* [Exercise]:
In the entries that follow, how many lines contain the word "player"? Answer with the number only.

[Free-text object descriptions]

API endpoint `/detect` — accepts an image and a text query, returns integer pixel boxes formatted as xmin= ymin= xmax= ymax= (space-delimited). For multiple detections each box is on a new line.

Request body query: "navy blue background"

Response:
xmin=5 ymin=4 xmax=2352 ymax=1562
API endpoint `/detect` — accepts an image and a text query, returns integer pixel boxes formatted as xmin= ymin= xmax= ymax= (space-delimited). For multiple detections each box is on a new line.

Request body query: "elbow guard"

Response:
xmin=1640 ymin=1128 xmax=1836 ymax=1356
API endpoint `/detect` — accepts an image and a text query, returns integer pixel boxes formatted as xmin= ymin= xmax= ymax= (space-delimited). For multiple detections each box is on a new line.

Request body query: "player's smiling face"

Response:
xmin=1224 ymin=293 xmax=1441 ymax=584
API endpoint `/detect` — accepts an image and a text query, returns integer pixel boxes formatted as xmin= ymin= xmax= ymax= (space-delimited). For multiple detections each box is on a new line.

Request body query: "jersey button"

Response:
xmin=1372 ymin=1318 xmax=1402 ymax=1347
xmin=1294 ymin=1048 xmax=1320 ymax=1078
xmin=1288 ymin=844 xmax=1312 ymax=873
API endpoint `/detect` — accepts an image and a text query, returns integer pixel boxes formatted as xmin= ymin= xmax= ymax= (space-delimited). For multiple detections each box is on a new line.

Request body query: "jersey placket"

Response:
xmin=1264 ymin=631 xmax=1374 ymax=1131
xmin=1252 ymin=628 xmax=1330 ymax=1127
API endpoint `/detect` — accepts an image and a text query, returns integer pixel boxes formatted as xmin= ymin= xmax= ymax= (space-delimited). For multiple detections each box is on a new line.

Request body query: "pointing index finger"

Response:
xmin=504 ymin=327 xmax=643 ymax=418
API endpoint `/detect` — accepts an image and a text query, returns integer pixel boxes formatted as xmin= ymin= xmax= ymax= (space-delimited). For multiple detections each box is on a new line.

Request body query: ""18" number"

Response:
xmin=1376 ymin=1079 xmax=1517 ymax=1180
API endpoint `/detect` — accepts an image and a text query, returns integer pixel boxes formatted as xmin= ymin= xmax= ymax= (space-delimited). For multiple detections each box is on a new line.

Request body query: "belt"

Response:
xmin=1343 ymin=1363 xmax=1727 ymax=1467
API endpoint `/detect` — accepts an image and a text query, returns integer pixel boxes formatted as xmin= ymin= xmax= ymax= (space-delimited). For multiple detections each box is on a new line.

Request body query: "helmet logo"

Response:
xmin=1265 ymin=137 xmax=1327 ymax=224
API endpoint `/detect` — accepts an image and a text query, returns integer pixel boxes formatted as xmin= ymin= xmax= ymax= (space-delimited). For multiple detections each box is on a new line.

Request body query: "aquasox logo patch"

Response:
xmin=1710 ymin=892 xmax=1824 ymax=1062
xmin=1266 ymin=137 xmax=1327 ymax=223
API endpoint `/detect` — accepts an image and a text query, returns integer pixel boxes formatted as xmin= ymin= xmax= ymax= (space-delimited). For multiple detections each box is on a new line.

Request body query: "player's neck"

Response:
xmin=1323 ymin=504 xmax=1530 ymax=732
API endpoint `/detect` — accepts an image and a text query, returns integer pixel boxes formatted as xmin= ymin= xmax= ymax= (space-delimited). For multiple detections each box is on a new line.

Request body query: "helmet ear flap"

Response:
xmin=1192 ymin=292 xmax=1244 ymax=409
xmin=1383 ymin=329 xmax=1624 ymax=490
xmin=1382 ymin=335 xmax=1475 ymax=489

* [Written response]:
2